▶ Alıntı metin:

>>

Buradasınız
“TAKAS YAP!”
Adana Organize Sanayiden bir tekstil işçisi

Ben Organize Sanayide tekstil fabrikasında çalışan bir işçiyim. Geçenlerde evimize emekli olan bir akrabam geldi çay içmeye. Eşi de kendisi de emekli. Çay sohbetlerinde ücretlerden, geçim sıkıntısından konuştuk. İkisi de sendikalı bir işyerinde çalışıp emekli olmuşlar. Abla, çalışırken her iki ayda bir maaşın dışında bir maaş da ikramiye aldıklarını, yakacak yardımı, giysi yardımı, bayram ikramiyesi aldıklarını anlattı.
Ben ise hâlâ asgari ücretle çalışıyorum. Aramızda 12-13 yıl çalışanlar ancak 1200 TL maaş alabiliyor. Ne ikramiyesi? Ne giysi ve yakacak yardımı? Bunlar bizim fabrikanın semtine bile uğramaz. Fabrikanın çoğunluğu asgari ücretli. Yani düşük ücretler alıyoruz. Gelirimizi yükseltmek için de uzun saatler çalışmamız gerekiyor. Bazen üç kişinin yaptığı işi bile bir kişiye veriyorlar. “Dolphin makinanın zor bir yanı yok. Bak bu yeşil start veriyor, kırmızı da stop işte.” “Falan adam gelmedi, onun yerine sen bu makinaya da bakacaksın.” Ben anlamam o makinadan dediğimde, “işte sana anlattım ya” diyor. “Bak bu kırmızı, bu da yeşil, start yani. Hadi git çalış…”
Bir yılı doldurduğun zaman on dört gün yıllık izin veriyorlar. Beş yılı devirdin mi bu yıllık izin yirmi güne çıkıyor. Ama ben bugüne kadar bu yıllık izinleri topluca kullananı görmedim desem yalan olmaz. Ben de hiç bugüne kadar kullanmadım. Kullanamadım. Niye diyeceksiniz? Bize “durmadan üretin, çok çalışın” diyen yöneticiler, ihtiyaç olmadığı zaman bazı Cumartesiler “yarın işe gelmeyin” diye fabrikayı tatil ediveriyorlar ve bizi de izinli sayıyorlar. Bu bir günlük izinler yıllık iznimizden kesiliyor. Bir yılda on altı Cumartesi tatil edilmişse, ki genelde daha fazla oluyor, on altı gün iznimiz gitmiş oluyor. İşyerimizin muhasebesi çetele tutuyor. Beş Cumartesi işe gelmedin, izninden gitti beş gün. Yirmi Cumartesi işe gelmedinse eksi beştesin. Tutulan çeteleler böyle. Yıllık izinler bitince eksilere giriyorsun. Ola ki yıllık izinlerin bitti ve eksidesin ve önemli bir işin için izin alman gerek. Ustabaşı hemen muhasebeye soruyor. Durumu öğrenince de olmaz diyor. Yıllık izinin yok, eksidesin diyor. İyi ya o eksiye devam edelim deyince ona da itiraz var: “Olmaaz!” Ya iki yevmiyen kesilir ya da TAKAS YAPARSIN! Sabah saat yedide işe gelmişsen kendi vardiyanın bitiminde evine gitme, ikinci vardiyada da çalışmaya devam et demek TAKAS! Yap tercihini. Ya iki yevmiyen kesilir ya da TAKAS!

<<

[İşaretleme veri kümesinden kayıtlar]
>>

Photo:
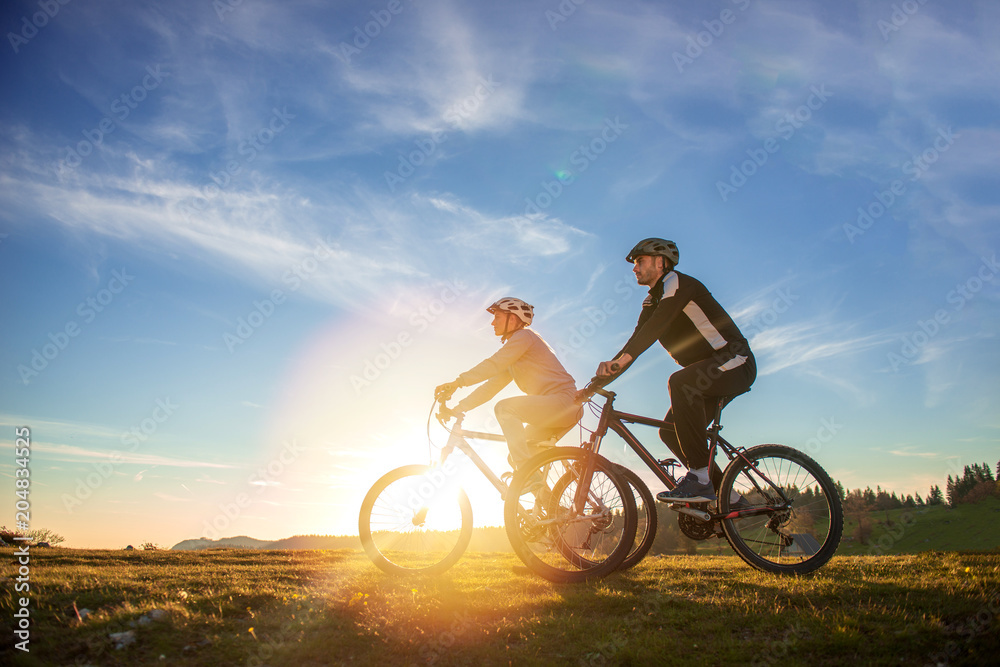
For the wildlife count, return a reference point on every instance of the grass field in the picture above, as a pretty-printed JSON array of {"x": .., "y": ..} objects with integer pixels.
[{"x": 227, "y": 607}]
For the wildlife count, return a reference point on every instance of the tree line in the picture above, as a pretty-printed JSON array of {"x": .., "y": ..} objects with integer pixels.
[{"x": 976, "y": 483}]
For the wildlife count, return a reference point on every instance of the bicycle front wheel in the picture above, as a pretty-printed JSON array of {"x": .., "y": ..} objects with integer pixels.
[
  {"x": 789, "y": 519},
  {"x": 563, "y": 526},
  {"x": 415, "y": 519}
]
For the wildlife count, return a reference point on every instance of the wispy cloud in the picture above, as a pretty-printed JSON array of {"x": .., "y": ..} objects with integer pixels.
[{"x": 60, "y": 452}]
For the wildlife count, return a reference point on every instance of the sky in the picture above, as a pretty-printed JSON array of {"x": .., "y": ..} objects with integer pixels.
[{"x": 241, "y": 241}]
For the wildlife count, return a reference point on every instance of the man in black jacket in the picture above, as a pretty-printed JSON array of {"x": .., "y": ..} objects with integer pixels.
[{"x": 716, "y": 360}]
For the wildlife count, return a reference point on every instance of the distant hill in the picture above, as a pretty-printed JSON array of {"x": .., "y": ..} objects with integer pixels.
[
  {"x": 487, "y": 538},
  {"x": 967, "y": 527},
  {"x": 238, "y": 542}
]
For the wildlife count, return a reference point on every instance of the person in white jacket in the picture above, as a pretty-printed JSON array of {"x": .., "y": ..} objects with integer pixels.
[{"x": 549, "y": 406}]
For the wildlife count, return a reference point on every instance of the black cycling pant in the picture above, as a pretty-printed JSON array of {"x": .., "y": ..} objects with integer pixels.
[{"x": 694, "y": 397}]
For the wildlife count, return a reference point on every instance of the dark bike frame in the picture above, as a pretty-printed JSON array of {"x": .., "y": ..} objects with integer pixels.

<<

▶ Görev 1: Tekstil işçisinin yazısından bir bölüm çıkarın: "Ben Organize Sanayide" sözlerinin geçtiği yerden başlayın, "ikramiyesi aldıklarını anlattı." sözlerinden sonra durun ve bölümü hiçbir değişiklik yapmadan yazın.
▶ Görev 2:
Aşağıdaki ifadeler tekstil işçisinin yazısıyla uyuşuyor mu? Her biri için evet ya da hayır deyin ve kararı belirleyen sözleri yazıdan birebir alıntılayın.
(a) Bir yılı dolduran işçiye on dört gün yıllık izin veriliyor.
(b) Yazar, yıllık izinlerini bugüne kadar birkaç kez topluca kullanmış.
(c) Akraba ve eşi, sendikasız bir işyerinde çalışarak emekli olmuş.
▶ Görev 3: Tekstil işçisinin yazısını son cümlesinden sonra devam ettirin.

▶ Yanıt 1:
Ben Organize Sanayide tekstil fabrikasında çalışan bir işçiyim. Geçenlerde evimize emekli olan bir akrabam geldi çay içmeye. Eşi de kendisi de emekli. Çay sohbetlerinde ücretlerden, geçim sıkıntısından konuştuk. İkisi de sendikalı bir işyerinde çalışıp emekli olmuşlar. Abla, çalışırken her iki ayda bir maaşın dışında bir maaş da ikramiye aldıklarını, yakacak yardımı, giysi yardımı, bayram ikramiyesi aldıklarını anlattı.

▶ Yanıt 2:
(a) Evet: "Bir yılı doldurduğun zaman on dört gün yıllık izin veriyorlar."
(b) Hayır: "Ben de hiç bugüne kadar kullanmadım."
(c) Hayır: "İkisi de sendikalı bir işyerinde çalışıp emekli olmuşlar."

▶ Yanıt 3:
On iki yıllık, on üç yıllık işçiler, “Bizim tazminatımız var, yanar. Yoksa burada bir gün durulmaz. Siz makinaları öğrenin, başka yerlere gidip çalışın” diyorlar bize.
Bir de eskiden bizim fabrikada Pazar günleri çalıştık mı bu iki yevmiye sayılırdı. Şimdi onda da kesintiye gittiler. Bir buçuk oldu. Yarım yevmiyemiz de oradan çalındı. Bu yüzden Pazar çalışması biz işçiler için cazip değil. Ama mecbursun gel dediklerinde gitmeye. İşten çıkarırlar. Geçenlerde bir karı-kocayı bu yüzden işten çıkardılar. Kendileri çıkardıkları halde sadece kıdem tazminatlarını ödediler, ihbarlarını vermediler.
Peki, bu çalışma koşullarında, düşük ücretlerle yıllarca çalıştırılmamızda bir insanlık var mı sizce? Yıllık izinlerimizin “takas”a gitmesinde bir insanlık var mı? Düşük ücretlerle yıllarca çalıştırılmamızın neresinde insanlık var?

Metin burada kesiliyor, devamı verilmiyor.